NOTE: this was meant to be a post in the negative feedback section. (hence the remark about bible study).
viewtopic.php?f=11&t=27046

But it can stand alone unless a mod wants to move it, which might be too much of a PITA now that it has replies.

Nice read. 6 pages with less than 1 page of actual complaints. I think my bible study requirement for the next 3 months has been satisfied.

OK, on a more serious note. Folks can buy and sell in a manner they choose, but as a buyer, I Still recommend what I posted earlier in this thread, and further do not recommend ever paying via paypal "friends and family" or "gift". If you do that you are specifically "gifting" the person at the other end.

My old post: viewtopic.php?f=11&t=27046&start=60#p647248

If you are a seller and have a "business" and are concerned about having receipts that paypal transmits via a 1099 to big brother, then you need to account for your inventory in Both directions. If you buy a $1,000 laptop and later sell that for $500, you need to account for Both transactions in your accounting system. If you do not have an accounting system, you need to get one. Further if you receive a paypal receipt of $103.20 for a $100 purchase - let me do the math for you - 100 plus 2.90 (2.9% pp fee) + 0.30 (pp trans fee) = $103.20, then you need to be able to account for this as a bank / finance service charge which is what it is. If you can't do this then please go back and retake accounting 101 or have an accountant take tare of your books. Quickbooks does not make you an accountant, although it does help, if you remember And Follow GAAP in your business operations.

Yeah, ppal charges a lot more than the big merchants pay (as low as 1%) but the big guys have to commit to large sustained volume. Car dealers are notoriously cheap, they wouldn't let me pay any more than $3,000 deposit on a recent car purchase via cc, because it would cost them some $30.00 for that cc payment, but they allowed that much with no complaints.

So how do you protect yourself as a seller?

First get EVERYTHING agreed to ahead of time. Price, Shipping method, shipping cost, etc. Then, do what was agreed to.
Ship ONLY to a paypal buyer's REGISTERED PAYPAL ADDRESS. Paypal will offer you a measure of seller protection if you do.
ALWAYS ship tracked and insured for the full amount of the item.
*****
Work request
Update the stretch of the PayPal forum post from "Nice read. 6" through "the other end.", changing "bible study" to "reading assignment". The listing comes from a separate source.

Source information
*****
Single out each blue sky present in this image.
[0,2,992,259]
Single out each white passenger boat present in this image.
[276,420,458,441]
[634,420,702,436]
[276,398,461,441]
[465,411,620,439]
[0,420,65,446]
*****
Response box
Nice read. 6 pages with less than 1 page of actual complaints. I think my reading assignment requirement for the next 3 months has been satisfied.

OK, on a more serious note. Folks can buy and sell in a manner they choose, but as a buyer, I Still recommend what I posted earlier in this thread, and further do not recommend ever paying via paypal "friends and family" or "gift". If you do that you are specifically "gifting" the person at the other end.